TASK DETAILS: Skipping each picture, output the entries exactly as they stand below.

PROVIDED INFORMATION Block Start

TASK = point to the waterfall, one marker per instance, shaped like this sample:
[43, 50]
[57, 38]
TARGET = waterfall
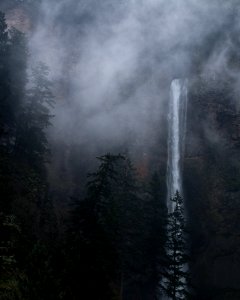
[176, 137]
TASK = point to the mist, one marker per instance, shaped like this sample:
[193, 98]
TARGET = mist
[113, 61]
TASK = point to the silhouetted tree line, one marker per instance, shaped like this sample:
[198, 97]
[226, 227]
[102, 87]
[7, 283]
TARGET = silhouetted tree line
[119, 242]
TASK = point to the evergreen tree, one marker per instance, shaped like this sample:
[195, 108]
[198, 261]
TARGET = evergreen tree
[176, 277]
[31, 142]
[5, 110]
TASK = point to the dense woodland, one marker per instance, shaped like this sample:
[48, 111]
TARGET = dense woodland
[118, 241]
[99, 228]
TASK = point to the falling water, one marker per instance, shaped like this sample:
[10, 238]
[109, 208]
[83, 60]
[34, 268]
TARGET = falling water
[176, 137]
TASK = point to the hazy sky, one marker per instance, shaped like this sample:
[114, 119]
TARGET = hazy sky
[114, 60]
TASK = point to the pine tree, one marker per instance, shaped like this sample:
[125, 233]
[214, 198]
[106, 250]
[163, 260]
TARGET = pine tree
[176, 275]
[5, 110]
[31, 142]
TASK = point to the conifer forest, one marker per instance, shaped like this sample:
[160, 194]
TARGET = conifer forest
[119, 150]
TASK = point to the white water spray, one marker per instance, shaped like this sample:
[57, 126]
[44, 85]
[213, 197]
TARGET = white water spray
[176, 137]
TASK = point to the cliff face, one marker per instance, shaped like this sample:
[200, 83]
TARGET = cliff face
[212, 187]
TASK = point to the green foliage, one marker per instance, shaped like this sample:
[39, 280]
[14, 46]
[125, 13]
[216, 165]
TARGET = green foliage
[175, 283]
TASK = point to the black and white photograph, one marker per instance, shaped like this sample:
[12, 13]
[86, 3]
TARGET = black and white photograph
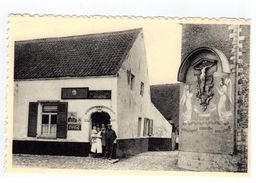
[95, 93]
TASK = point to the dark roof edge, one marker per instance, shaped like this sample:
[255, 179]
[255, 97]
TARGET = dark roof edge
[166, 84]
[65, 78]
[77, 36]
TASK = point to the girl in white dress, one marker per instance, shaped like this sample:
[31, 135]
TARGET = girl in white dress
[96, 147]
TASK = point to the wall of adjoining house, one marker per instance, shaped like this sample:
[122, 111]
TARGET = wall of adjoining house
[240, 58]
[35, 90]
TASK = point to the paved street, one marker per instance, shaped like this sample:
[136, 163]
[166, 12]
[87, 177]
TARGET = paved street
[144, 161]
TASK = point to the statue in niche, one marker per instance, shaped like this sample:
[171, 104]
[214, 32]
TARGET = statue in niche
[186, 101]
[204, 81]
[225, 92]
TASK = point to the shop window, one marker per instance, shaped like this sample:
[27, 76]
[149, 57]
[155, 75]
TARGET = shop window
[132, 81]
[141, 88]
[53, 120]
[139, 127]
[49, 121]
[150, 132]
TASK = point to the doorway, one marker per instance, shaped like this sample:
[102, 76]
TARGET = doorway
[99, 118]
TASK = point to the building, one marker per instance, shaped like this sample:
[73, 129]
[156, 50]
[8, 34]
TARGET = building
[65, 85]
[214, 76]
[165, 97]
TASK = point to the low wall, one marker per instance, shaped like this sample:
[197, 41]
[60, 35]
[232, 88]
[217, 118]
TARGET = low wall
[159, 144]
[51, 148]
[124, 147]
[130, 147]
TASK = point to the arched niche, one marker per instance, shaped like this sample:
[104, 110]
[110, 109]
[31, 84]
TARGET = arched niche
[203, 53]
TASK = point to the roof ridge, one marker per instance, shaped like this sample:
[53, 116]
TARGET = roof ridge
[79, 36]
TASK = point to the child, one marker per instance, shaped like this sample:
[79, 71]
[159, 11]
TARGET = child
[93, 140]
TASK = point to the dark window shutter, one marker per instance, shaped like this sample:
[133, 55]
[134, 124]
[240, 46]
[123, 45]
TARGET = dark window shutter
[150, 127]
[32, 119]
[62, 120]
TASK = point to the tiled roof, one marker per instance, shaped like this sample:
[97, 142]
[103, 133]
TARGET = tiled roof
[165, 97]
[76, 56]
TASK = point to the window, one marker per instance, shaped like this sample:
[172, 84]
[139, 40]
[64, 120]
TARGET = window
[141, 88]
[132, 81]
[49, 121]
[145, 129]
[148, 127]
[139, 127]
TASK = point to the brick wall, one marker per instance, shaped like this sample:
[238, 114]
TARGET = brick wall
[234, 42]
[240, 60]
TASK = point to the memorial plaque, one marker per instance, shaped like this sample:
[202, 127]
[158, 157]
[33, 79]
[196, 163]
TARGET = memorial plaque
[74, 93]
[74, 126]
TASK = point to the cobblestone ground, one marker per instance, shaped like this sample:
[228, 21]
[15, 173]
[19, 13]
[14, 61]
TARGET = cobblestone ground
[144, 161]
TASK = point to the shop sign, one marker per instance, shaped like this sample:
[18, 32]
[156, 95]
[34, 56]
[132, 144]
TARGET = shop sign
[74, 93]
[99, 94]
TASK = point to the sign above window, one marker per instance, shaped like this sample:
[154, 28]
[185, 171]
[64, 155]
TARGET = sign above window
[50, 108]
[74, 93]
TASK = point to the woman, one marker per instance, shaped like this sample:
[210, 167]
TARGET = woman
[96, 147]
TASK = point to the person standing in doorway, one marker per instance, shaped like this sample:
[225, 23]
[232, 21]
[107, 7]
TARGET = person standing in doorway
[96, 146]
[110, 136]
[103, 140]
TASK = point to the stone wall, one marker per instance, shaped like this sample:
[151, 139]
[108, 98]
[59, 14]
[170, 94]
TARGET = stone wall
[240, 36]
[233, 41]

PROVIDED INFORMATION Block End

OUTPUT BELOW:
TASK = point to the waterfall, one marker per instance, shaped like this sample:
[43, 50]
[57, 38]
TARGET = waterfall
[176, 137]
TASK = point to the mist, one marker per instance, shaped like this sample:
[193, 98]
TARGET = mist
[113, 61]
TASK = point to the silhouetted tree line, one marker per instance, shaped like this sample:
[198, 97]
[226, 227]
[102, 87]
[7, 283]
TARGET = silhouetted tree line
[119, 242]
TASK = point to the evergreen tree, one marker per instance, shaped like this sample:
[195, 108]
[198, 261]
TARGET = evergreen tree
[176, 277]
[31, 142]
[5, 110]
TASK = point to the dense woodland, one marker per instance, shaped like this sample:
[48, 111]
TARGET = dense woodland
[118, 241]
[99, 228]
TASK = point to the falling water, one marker per instance, shaped like this sample:
[10, 238]
[109, 208]
[83, 60]
[34, 268]
TARGET = falling water
[176, 137]
TASK = point to the hazy sky, one marker per instance, shaped like this sample:
[114, 119]
TARGET = hazy sky
[114, 60]
TASK = point to the pine tree, one marker per instance, shaped like this sample:
[125, 233]
[214, 198]
[106, 250]
[163, 260]
TARGET = pine tree
[176, 275]
[5, 110]
[31, 142]
TASK = point to the conifer forest, one marker per instance, shaped like this sample:
[160, 194]
TARGET = conifer forest
[119, 150]
TASK = point to the white water spray, one marker per instance, shaped like this sample:
[57, 126]
[44, 85]
[213, 197]
TARGET = white water spray
[176, 137]
TASK = point to the cliff face, one marker per instance, shaped like this sample:
[200, 83]
TARGET = cliff face
[212, 187]
TASK = point to the green foliage, one marker per instance, shaped like this sample:
[39, 280]
[14, 46]
[125, 13]
[216, 165]
TARGET = green foliage
[175, 283]
TASK = point to the black and white photograph, one marker per instance, shaped like this sample:
[12, 13]
[86, 3]
TARGET = black and white photograph
[95, 93]
TASK = point to the dark roof edge, one marker per instance, shaped like this sample:
[255, 179]
[255, 97]
TARGET = dark roof edge
[166, 84]
[65, 78]
[77, 36]
TASK = point to the girl in white dress, one marker per instance, shaped like this sample:
[31, 135]
TARGET = girl in white dress
[96, 147]
TASK = point to the wall of adjoining house, one marker per instance, shaped like this sample:
[122, 111]
TARGET = wall of adjoining house
[240, 58]
[35, 90]
TASK = point to the paved street, one marker per instance, shaped like this sample:
[136, 163]
[166, 12]
[87, 177]
TARGET = paved street
[144, 161]
TASK = point to the statue in niche, one marker per instance, shaped like this sample:
[171, 104]
[214, 32]
TARGET = statue in niche
[186, 101]
[204, 81]
[225, 92]
TASK = point to the shop window, one marker per instance, shaped like this sample:
[27, 76]
[149, 57]
[155, 75]
TARGET = shop window
[132, 81]
[141, 88]
[53, 120]
[139, 127]
[49, 121]
[150, 132]
TASK = point to the doorway, one marker per instance, shaped like this sample:
[102, 76]
TARGET = doorway
[99, 118]
TASK = point to the building, one marker per instance, shaped like this sample:
[73, 129]
[156, 50]
[8, 34]
TARGET = building
[65, 85]
[214, 76]
[165, 97]
TASK = point to the low wall, one marker per instance, shaped like this sample:
[197, 41]
[60, 35]
[232, 88]
[217, 118]
TARGET = low wall
[159, 144]
[51, 148]
[124, 147]
[130, 147]
TASK = point to the arched niche, one marker per instance, shaped like this sample:
[104, 110]
[110, 109]
[31, 84]
TARGET = arched niche
[203, 53]
TASK = point to the roof ridge, one marker per instance, shaped like this sample:
[53, 116]
TARGET = roof ridge
[79, 36]
TASK = point to the child, one marker per instance, shaped like this sample:
[79, 71]
[159, 11]
TARGET = child
[93, 140]
TASK = point to the dark window shutter, one marker per instance, shaped like this sample:
[133, 55]
[134, 124]
[240, 46]
[123, 45]
TARGET = dark window shutter
[150, 127]
[32, 119]
[62, 120]
TASK = point to the tiled roof, one marker per instance, shaped like this sample:
[97, 142]
[103, 133]
TARGET = tiled roof
[165, 97]
[76, 56]
TASK = point to the window, one marker per instance, shaped like this sample:
[172, 84]
[139, 40]
[64, 120]
TARGET = window
[141, 88]
[132, 81]
[49, 121]
[145, 129]
[148, 127]
[139, 127]
TASK = point to the brick wall, one marker per instance, shaped like this sample:
[238, 114]
TARGET = brick wall
[234, 42]
[240, 60]
TASK = point to the memorial plaque, one marker per instance, shaped like this sample:
[202, 127]
[158, 157]
[33, 79]
[196, 163]
TARGET = memorial plaque
[74, 93]
[74, 126]
TASK = point to the cobblestone ground, one marker per instance, shaped like this sample:
[228, 21]
[15, 173]
[19, 13]
[14, 61]
TARGET = cobblestone ground
[144, 161]
TASK = point to the shop sign, one marker per instance, shaped like this sample:
[18, 32]
[156, 95]
[34, 56]
[132, 144]
TARGET = shop sign
[74, 93]
[99, 94]
TASK = point to the sign above window, one marker per instance, shaped like this sample:
[154, 28]
[185, 171]
[64, 155]
TARGET = sign above window
[50, 108]
[74, 93]
TASK = point to the woman, one marker per instance, shaped like this sample:
[210, 167]
TARGET = woman
[96, 147]
TASK = point to the person standing in doorway, one marker per instance, shaped like this sample:
[225, 23]
[232, 21]
[107, 7]
TARGET = person standing in doorway
[96, 146]
[110, 136]
[103, 140]
TASK = point to the stone wall, one marker per instance, shaped like this sample:
[151, 139]
[108, 98]
[59, 14]
[170, 94]
TARGET = stone wall
[240, 36]
[233, 41]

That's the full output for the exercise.